**RECORDS FOR THE EXERCISE**
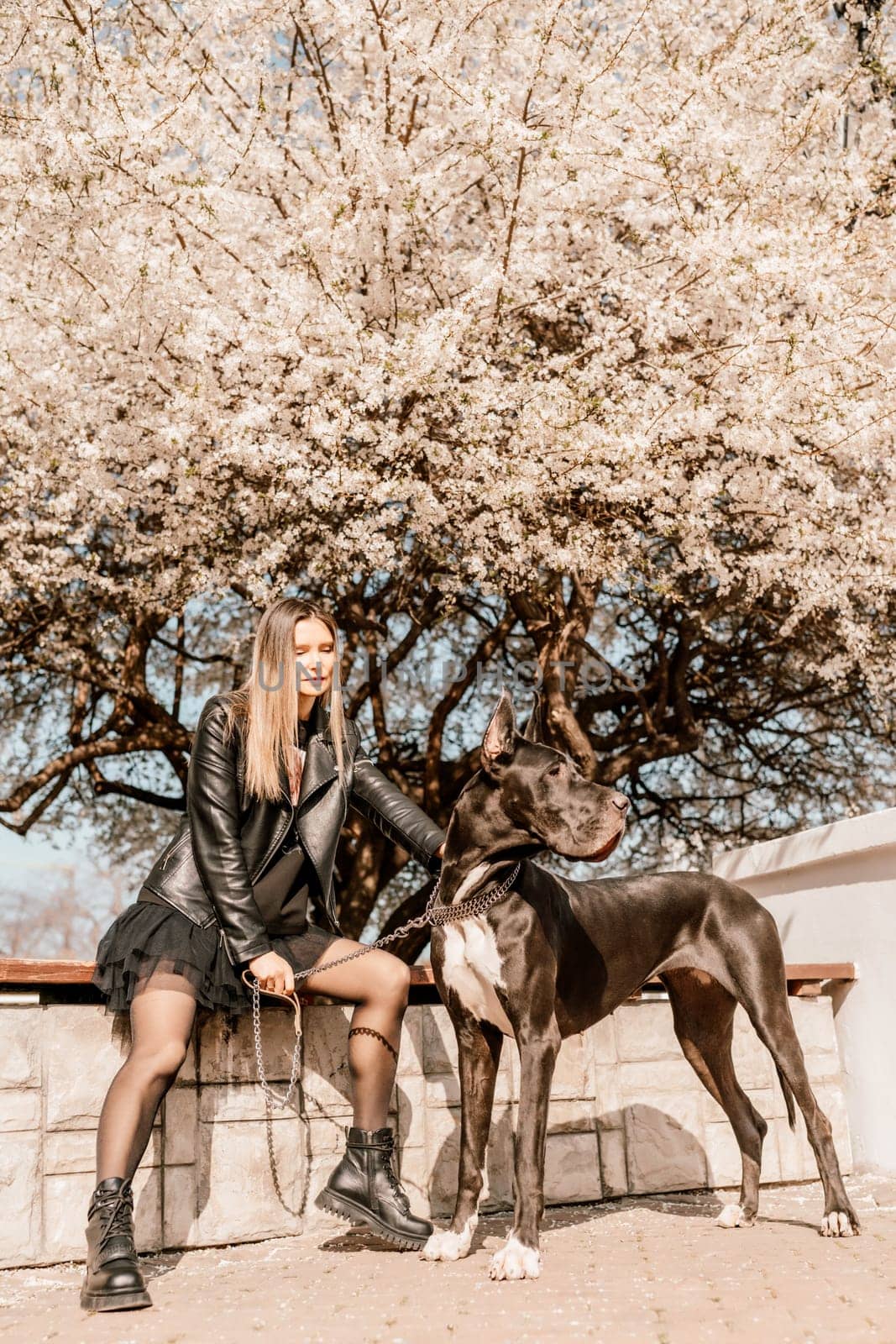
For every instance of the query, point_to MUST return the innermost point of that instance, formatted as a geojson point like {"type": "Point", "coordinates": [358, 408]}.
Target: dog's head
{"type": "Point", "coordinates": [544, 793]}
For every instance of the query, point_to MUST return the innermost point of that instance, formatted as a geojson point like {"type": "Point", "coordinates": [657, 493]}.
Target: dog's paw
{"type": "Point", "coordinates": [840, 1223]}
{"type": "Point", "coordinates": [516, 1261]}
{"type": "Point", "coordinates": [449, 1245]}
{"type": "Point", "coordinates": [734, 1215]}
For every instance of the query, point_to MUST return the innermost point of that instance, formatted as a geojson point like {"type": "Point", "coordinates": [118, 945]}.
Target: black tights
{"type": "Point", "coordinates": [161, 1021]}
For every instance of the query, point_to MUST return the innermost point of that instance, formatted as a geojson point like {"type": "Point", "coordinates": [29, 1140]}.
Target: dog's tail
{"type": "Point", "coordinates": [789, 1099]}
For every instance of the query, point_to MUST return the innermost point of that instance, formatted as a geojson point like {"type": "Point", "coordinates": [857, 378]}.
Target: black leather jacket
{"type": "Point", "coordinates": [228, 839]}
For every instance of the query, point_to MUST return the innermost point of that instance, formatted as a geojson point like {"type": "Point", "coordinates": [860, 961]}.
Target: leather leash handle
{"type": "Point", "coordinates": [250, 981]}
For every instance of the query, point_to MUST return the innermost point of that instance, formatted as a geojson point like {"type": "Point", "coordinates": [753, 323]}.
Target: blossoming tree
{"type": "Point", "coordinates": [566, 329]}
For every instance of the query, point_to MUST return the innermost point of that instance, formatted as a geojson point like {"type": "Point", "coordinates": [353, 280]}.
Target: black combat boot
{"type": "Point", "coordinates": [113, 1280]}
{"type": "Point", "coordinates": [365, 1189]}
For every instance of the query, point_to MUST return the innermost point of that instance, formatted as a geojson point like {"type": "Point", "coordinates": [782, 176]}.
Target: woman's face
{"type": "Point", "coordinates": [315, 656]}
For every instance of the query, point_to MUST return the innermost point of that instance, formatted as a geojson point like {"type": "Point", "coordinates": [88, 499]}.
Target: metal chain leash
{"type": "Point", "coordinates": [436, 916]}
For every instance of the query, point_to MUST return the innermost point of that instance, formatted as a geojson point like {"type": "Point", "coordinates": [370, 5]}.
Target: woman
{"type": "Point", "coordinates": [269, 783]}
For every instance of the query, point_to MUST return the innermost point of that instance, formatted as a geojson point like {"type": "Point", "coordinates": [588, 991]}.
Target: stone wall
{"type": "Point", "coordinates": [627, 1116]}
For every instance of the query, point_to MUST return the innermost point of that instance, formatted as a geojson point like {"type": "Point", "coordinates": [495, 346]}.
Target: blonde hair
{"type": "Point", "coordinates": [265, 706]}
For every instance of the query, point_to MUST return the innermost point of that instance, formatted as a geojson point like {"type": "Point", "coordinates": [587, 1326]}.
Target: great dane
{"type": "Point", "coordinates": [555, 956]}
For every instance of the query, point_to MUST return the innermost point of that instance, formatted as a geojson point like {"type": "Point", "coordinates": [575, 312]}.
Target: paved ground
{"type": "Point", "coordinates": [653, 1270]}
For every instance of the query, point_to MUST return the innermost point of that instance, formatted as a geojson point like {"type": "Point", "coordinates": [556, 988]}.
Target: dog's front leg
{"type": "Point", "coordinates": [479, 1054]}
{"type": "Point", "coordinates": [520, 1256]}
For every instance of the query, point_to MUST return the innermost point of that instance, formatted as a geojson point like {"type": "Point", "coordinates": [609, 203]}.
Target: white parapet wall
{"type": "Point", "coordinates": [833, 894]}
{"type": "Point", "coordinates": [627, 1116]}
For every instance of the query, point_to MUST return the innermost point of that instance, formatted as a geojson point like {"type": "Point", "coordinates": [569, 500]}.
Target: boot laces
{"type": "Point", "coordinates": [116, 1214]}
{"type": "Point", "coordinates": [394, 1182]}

**WHAT THE TASK ASKS**
Pick out every line of the records that contains the string "leather", and copy each one in full. Matching is case-sensitive.

**RESPONSE TO THE TASK**
Target: black leather jacket
Target: leather leash handle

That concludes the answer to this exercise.